━━━━━ SUPPLIED ENTRIES ━━━━━
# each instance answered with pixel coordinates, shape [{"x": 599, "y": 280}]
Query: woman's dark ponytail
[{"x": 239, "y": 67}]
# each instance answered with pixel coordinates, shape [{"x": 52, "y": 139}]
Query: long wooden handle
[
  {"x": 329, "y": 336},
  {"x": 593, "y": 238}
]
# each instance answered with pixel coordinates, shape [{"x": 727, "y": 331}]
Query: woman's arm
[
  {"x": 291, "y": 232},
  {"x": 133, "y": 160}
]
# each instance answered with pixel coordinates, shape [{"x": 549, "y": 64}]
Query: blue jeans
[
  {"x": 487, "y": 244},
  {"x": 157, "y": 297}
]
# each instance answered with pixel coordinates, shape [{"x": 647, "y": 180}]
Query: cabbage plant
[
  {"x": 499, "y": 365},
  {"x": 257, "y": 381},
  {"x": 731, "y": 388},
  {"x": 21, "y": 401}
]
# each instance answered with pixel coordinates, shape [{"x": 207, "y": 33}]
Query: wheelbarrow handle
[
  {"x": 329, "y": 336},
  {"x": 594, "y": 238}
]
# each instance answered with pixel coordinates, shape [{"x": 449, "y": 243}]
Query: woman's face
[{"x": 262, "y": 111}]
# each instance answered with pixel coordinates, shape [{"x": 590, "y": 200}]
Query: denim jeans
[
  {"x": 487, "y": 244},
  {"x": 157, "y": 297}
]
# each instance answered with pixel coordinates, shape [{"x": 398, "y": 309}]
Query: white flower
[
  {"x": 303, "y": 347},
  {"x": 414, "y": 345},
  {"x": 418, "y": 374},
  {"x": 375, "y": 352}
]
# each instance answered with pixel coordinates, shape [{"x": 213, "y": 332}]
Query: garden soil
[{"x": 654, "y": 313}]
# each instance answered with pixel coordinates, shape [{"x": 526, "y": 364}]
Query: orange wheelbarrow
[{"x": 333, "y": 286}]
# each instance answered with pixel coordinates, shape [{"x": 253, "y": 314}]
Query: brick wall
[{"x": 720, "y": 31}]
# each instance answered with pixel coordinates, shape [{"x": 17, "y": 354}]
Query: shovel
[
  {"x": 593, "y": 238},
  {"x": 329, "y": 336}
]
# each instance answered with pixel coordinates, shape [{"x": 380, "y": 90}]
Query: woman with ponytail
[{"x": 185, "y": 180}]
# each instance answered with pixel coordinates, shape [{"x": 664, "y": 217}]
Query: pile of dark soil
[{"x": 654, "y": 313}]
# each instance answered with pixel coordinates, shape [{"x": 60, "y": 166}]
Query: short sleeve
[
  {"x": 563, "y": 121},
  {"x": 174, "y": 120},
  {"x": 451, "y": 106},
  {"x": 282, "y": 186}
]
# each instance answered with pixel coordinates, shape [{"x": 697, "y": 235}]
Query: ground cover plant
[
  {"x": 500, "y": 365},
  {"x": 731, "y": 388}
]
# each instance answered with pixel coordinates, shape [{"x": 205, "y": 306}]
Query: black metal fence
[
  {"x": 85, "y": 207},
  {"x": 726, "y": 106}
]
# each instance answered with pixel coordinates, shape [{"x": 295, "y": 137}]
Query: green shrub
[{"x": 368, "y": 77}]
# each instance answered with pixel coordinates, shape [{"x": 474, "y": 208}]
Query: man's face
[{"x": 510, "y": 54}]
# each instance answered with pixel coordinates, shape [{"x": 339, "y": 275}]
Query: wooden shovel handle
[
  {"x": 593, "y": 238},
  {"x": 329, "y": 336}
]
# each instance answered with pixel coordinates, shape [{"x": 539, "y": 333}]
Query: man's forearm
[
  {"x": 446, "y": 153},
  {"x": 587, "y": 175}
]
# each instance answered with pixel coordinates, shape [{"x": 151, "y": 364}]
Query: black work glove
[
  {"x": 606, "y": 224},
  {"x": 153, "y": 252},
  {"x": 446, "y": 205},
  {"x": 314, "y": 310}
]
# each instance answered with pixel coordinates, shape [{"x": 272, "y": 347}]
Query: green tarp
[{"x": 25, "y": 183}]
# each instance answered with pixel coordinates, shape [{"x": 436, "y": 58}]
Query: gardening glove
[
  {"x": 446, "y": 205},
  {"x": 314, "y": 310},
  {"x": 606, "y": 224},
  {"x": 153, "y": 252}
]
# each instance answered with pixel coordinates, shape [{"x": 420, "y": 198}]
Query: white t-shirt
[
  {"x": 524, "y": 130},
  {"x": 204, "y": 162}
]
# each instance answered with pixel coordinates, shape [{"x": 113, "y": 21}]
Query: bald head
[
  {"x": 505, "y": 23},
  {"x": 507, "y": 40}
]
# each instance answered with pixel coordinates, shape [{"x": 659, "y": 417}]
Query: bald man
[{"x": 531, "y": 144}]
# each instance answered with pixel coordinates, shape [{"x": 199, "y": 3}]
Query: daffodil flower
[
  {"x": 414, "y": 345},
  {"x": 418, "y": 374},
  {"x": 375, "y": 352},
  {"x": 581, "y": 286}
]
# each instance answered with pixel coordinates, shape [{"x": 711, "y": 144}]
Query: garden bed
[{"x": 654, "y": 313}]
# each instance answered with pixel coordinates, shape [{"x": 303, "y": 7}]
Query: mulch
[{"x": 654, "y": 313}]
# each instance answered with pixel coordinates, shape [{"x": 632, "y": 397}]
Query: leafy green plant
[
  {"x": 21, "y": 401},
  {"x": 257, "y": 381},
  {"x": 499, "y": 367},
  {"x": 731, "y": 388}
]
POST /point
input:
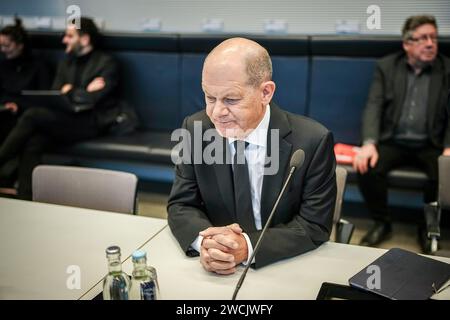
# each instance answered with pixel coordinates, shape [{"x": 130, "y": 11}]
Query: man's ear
[
  {"x": 267, "y": 91},
  {"x": 85, "y": 40},
  {"x": 405, "y": 46}
]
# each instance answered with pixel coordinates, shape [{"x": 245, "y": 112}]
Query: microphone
[{"x": 296, "y": 162}]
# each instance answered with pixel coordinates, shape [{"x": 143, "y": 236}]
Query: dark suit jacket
[
  {"x": 202, "y": 195},
  {"x": 104, "y": 101},
  {"x": 386, "y": 97}
]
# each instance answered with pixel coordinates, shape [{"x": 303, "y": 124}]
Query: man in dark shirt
[
  {"x": 406, "y": 120},
  {"x": 87, "y": 76},
  {"x": 19, "y": 70}
]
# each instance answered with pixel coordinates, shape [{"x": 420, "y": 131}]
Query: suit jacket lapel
[
  {"x": 400, "y": 88},
  {"x": 272, "y": 184},
  {"x": 436, "y": 83},
  {"x": 223, "y": 172}
]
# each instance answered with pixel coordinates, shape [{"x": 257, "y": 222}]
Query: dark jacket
[
  {"x": 99, "y": 64},
  {"x": 202, "y": 195},
  {"x": 26, "y": 72},
  {"x": 386, "y": 98}
]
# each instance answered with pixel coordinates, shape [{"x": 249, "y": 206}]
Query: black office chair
[
  {"x": 433, "y": 211},
  {"x": 343, "y": 228},
  {"x": 89, "y": 188}
]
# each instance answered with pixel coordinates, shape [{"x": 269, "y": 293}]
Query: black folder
[
  {"x": 403, "y": 275},
  {"x": 54, "y": 99}
]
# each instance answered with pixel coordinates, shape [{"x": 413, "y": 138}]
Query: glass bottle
[
  {"x": 144, "y": 283},
  {"x": 116, "y": 285}
]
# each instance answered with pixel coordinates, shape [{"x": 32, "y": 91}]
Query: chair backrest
[
  {"x": 90, "y": 188},
  {"x": 341, "y": 178},
  {"x": 444, "y": 182}
]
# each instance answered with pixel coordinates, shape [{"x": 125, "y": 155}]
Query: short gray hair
[{"x": 413, "y": 22}]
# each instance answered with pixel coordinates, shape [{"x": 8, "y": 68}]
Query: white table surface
[
  {"x": 301, "y": 277},
  {"x": 38, "y": 242}
]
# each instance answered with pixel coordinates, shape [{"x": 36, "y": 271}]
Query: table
[
  {"x": 301, "y": 277},
  {"x": 44, "y": 246}
]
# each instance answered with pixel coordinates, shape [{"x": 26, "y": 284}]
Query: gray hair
[{"x": 413, "y": 22}]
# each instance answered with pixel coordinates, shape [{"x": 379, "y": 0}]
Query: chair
[
  {"x": 85, "y": 187},
  {"x": 433, "y": 210},
  {"x": 343, "y": 228}
]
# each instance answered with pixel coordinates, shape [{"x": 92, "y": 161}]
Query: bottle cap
[
  {"x": 113, "y": 250},
  {"x": 139, "y": 254}
]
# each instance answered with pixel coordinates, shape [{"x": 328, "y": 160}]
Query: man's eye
[{"x": 231, "y": 101}]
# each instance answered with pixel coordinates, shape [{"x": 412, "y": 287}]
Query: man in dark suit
[
  {"x": 88, "y": 77},
  {"x": 218, "y": 209},
  {"x": 406, "y": 120}
]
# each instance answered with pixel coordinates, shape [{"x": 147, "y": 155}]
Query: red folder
[{"x": 345, "y": 153}]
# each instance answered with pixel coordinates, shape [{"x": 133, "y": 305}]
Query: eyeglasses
[{"x": 423, "y": 39}]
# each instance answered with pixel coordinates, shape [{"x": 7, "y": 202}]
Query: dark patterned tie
[{"x": 242, "y": 189}]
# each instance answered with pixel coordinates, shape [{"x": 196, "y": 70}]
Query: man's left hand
[
  {"x": 446, "y": 152},
  {"x": 229, "y": 237},
  {"x": 96, "y": 84}
]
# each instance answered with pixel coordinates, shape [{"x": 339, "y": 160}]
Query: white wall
[{"x": 301, "y": 16}]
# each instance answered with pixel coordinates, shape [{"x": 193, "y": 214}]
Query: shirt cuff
[
  {"x": 197, "y": 243},
  {"x": 249, "y": 250},
  {"x": 369, "y": 141}
]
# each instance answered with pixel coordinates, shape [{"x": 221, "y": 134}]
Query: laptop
[
  {"x": 403, "y": 275},
  {"x": 53, "y": 99}
]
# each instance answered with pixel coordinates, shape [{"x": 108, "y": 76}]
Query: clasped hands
[
  {"x": 223, "y": 248},
  {"x": 95, "y": 85}
]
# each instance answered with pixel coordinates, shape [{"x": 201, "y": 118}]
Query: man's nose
[{"x": 220, "y": 109}]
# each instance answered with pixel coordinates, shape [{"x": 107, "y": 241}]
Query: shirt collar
[{"x": 259, "y": 135}]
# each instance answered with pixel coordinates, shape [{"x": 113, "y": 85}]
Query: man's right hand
[
  {"x": 219, "y": 247},
  {"x": 66, "y": 88},
  {"x": 12, "y": 106},
  {"x": 368, "y": 155}
]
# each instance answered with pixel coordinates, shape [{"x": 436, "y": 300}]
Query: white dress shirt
[{"x": 255, "y": 154}]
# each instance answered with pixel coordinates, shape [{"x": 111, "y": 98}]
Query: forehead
[
  {"x": 227, "y": 75},
  {"x": 425, "y": 29}
]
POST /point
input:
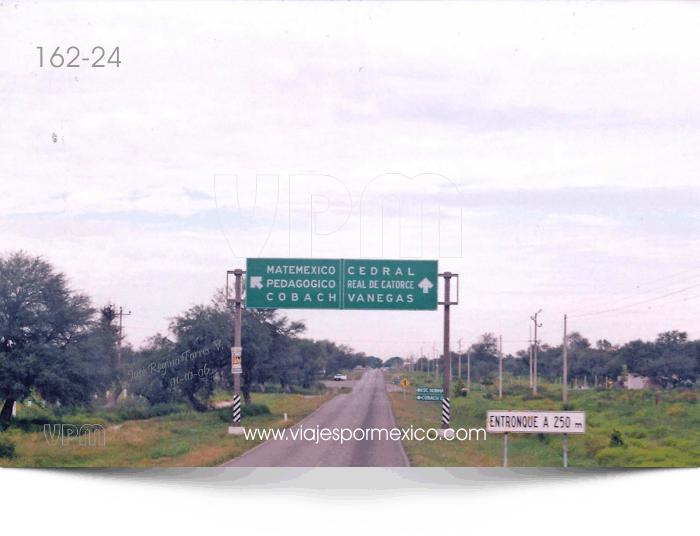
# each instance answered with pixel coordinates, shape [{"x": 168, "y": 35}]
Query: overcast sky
[{"x": 565, "y": 135}]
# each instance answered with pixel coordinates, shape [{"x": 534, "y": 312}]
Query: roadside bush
[
  {"x": 659, "y": 432},
  {"x": 7, "y": 448},
  {"x": 689, "y": 397},
  {"x": 675, "y": 410},
  {"x": 593, "y": 444},
  {"x": 616, "y": 439}
]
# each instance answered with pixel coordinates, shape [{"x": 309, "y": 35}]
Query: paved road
[{"x": 366, "y": 407}]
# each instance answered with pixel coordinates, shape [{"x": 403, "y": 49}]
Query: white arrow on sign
[{"x": 425, "y": 285}]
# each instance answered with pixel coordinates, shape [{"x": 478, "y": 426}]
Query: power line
[
  {"x": 627, "y": 294},
  {"x": 638, "y": 303}
]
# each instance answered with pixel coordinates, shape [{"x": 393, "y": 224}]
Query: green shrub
[
  {"x": 638, "y": 433},
  {"x": 593, "y": 444},
  {"x": 616, "y": 439},
  {"x": 659, "y": 432},
  {"x": 7, "y": 448}
]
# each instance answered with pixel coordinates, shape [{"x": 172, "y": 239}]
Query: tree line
[
  {"x": 670, "y": 361},
  {"x": 55, "y": 343}
]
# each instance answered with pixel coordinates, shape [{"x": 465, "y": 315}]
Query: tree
[
  {"x": 394, "y": 362},
  {"x": 43, "y": 335},
  {"x": 201, "y": 336}
]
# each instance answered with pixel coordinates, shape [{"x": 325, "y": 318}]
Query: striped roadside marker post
[
  {"x": 236, "y": 351},
  {"x": 445, "y": 412},
  {"x": 237, "y": 410}
]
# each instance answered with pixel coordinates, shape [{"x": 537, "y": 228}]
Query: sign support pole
[
  {"x": 447, "y": 357},
  {"x": 237, "y": 428}
]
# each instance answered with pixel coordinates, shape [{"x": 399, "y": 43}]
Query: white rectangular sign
[{"x": 535, "y": 422}]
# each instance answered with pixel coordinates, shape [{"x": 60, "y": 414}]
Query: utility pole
[
  {"x": 469, "y": 371},
  {"x": 118, "y": 386},
  {"x": 564, "y": 372},
  {"x": 500, "y": 366},
  {"x": 529, "y": 350},
  {"x": 436, "y": 359},
  {"x": 459, "y": 358},
  {"x": 534, "y": 319}
]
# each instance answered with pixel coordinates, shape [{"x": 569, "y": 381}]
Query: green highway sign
[
  {"x": 293, "y": 283},
  {"x": 389, "y": 284},
  {"x": 341, "y": 284},
  {"x": 431, "y": 398},
  {"x": 431, "y": 394}
]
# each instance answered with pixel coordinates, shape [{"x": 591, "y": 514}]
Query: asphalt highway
[{"x": 366, "y": 407}]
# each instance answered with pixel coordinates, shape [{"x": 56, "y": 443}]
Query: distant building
[{"x": 637, "y": 382}]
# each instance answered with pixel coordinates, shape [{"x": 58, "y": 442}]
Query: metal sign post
[
  {"x": 446, "y": 354},
  {"x": 236, "y": 352},
  {"x": 535, "y": 422}
]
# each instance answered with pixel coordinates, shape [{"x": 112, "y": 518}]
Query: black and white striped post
[
  {"x": 445, "y": 412},
  {"x": 237, "y": 301}
]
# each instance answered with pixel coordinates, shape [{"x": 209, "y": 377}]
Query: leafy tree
[
  {"x": 43, "y": 335},
  {"x": 394, "y": 362}
]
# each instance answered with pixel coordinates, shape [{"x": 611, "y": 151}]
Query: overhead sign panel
[
  {"x": 341, "y": 284},
  {"x": 390, "y": 284},
  {"x": 429, "y": 398},
  {"x": 293, "y": 283},
  {"x": 536, "y": 422},
  {"x": 429, "y": 390}
]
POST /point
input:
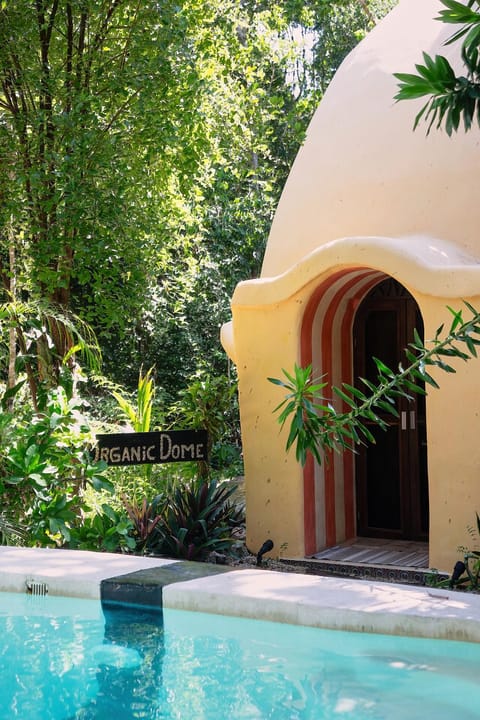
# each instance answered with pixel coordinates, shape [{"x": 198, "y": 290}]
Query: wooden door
[{"x": 391, "y": 475}]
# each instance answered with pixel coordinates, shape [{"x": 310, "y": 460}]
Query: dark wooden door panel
[{"x": 391, "y": 474}]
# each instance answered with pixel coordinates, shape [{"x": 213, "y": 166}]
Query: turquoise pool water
[{"x": 63, "y": 659}]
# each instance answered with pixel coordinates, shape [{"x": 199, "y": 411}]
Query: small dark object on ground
[{"x": 266, "y": 547}]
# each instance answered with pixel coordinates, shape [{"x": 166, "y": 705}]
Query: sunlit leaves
[{"x": 452, "y": 98}]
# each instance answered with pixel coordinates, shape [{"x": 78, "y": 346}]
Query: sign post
[{"x": 153, "y": 447}]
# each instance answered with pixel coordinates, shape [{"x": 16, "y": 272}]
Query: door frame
[
  {"x": 399, "y": 449},
  {"x": 326, "y": 343}
]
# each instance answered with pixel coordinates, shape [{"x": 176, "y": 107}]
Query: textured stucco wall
[{"x": 366, "y": 191}]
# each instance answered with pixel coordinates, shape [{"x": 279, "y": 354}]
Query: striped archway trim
[{"x": 326, "y": 344}]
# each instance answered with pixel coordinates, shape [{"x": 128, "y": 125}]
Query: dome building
[{"x": 377, "y": 232}]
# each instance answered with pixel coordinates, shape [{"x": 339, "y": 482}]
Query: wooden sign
[{"x": 148, "y": 448}]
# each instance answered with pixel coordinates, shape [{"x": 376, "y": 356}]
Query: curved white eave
[{"x": 427, "y": 264}]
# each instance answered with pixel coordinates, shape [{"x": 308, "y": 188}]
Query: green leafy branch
[
  {"x": 317, "y": 426},
  {"x": 451, "y": 97}
]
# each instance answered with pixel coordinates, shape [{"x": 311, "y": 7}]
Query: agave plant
[
  {"x": 196, "y": 518},
  {"x": 144, "y": 518}
]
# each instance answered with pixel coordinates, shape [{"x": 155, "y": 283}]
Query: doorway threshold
[{"x": 399, "y": 561}]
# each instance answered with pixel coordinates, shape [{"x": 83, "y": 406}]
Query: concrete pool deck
[{"x": 345, "y": 604}]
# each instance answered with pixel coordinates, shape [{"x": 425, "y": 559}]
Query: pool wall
[{"x": 293, "y": 598}]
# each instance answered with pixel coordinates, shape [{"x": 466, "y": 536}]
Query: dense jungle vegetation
[{"x": 143, "y": 150}]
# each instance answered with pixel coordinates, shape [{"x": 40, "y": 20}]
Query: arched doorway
[{"x": 391, "y": 474}]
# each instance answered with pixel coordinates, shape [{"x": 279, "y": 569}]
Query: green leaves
[
  {"x": 452, "y": 98},
  {"x": 318, "y": 426}
]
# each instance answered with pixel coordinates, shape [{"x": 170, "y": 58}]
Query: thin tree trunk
[{"x": 12, "y": 338}]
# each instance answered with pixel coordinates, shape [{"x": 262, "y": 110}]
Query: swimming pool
[{"x": 64, "y": 659}]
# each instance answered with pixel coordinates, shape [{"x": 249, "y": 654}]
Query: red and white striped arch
[{"x": 327, "y": 344}]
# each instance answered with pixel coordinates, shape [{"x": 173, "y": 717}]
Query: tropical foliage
[
  {"x": 143, "y": 149},
  {"x": 316, "y": 425},
  {"x": 452, "y": 98}
]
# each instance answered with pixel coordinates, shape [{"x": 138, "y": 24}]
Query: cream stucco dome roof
[{"x": 363, "y": 171}]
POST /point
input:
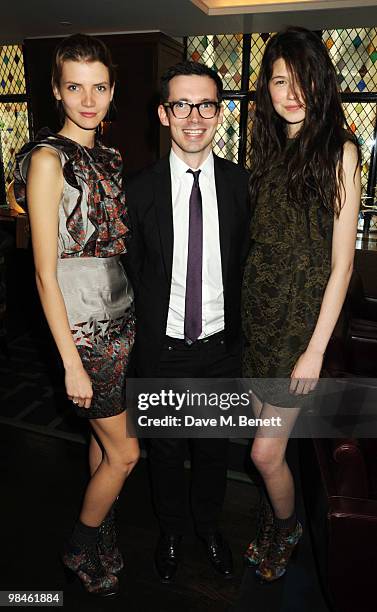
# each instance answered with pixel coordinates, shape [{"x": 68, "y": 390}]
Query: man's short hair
[{"x": 188, "y": 68}]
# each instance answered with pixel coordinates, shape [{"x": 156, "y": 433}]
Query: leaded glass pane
[
  {"x": 12, "y": 76},
  {"x": 228, "y": 133},
  {"x": 258, "y": 45},
  {"x": 14, "y": 132},
  {"x": 354, "y": 55},
  {"x": 222, "y": 52},
  {"x": 361, "y": 118}
]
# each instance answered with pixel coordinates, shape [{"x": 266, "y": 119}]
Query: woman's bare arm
[
  {"x": 309, "y": 364},
  {"x": 44, "y": 189}
]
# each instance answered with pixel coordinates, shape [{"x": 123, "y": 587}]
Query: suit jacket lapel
[
  {"x": 164, "y": 212},
  {"x": 225, "y": 206}
]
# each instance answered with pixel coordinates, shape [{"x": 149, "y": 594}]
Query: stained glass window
[
  {"x": 354, "y": 54},
  {"x": 222, "y": 52},
  {"x": 14, "y": 123},
  {"x": 228, "y": 133},
  {"x": 12, "y": 76},
  {"x": 361, "y": 117},
  {"x": 14, "y": 132}
]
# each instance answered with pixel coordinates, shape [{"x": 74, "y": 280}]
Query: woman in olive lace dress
[
  {"x": 79, "y": 229},
  {"x": 305, "y": 193}
]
━━━━━
Please pick out every line of the records above that contains the word "green" and copy each one.

Query: green shrub
Query: green tarp
Query: leafy green plant
Query: green shrub
Query: green highway sign
Query: green leafy branch
Query: green leaves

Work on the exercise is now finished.